_What you are asked to do_:
Reproduce the material below line for line, without changing a single character.

_Data records_:

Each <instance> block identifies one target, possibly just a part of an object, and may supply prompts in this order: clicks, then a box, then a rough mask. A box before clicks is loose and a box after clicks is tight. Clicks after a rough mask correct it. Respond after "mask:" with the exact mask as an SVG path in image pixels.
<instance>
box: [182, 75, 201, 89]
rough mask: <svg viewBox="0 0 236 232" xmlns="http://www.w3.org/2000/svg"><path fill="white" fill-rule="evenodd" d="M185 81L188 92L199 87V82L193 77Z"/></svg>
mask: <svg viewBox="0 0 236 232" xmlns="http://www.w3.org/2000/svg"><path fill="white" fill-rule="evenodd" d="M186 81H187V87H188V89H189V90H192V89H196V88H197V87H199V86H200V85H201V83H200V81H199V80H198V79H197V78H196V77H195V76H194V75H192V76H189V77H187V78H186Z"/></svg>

_Exercise response_:
Each <instance> block identifies one target, possibly just a part of an object, and may supply prompts in this order: clicks, then a box, then a rough mask. A box before clicks is loose and a box after clicks is tight. Clicks after a rough mask correct it. Respond after "mask:" with the exact mask as an SVG path in image pixels.
<instance>
box: [182, 75, 201, 89]
rough mask: <svg viewBox="0 0 236 232" xmlns="http://www.w3.org/2000/svg"><path fill="white" fill-rule="evenodd" d="M185 81L188 92L199 87V82L193 77Z"/></svg>
mask: <svg viewBox="0 0 236 232" xmlns="http://www.w3.org/2000/svg"><path fill="white" fill-rule="evenodd" d="M186 81H187V87H188V89H189V90H192V89H196V88H197V87H199V86H200V85H201V83H200V81H199V80H198V79H197V78H196V77H195V76H194V75H192V76H189V77H187V78H186Z"/></svg>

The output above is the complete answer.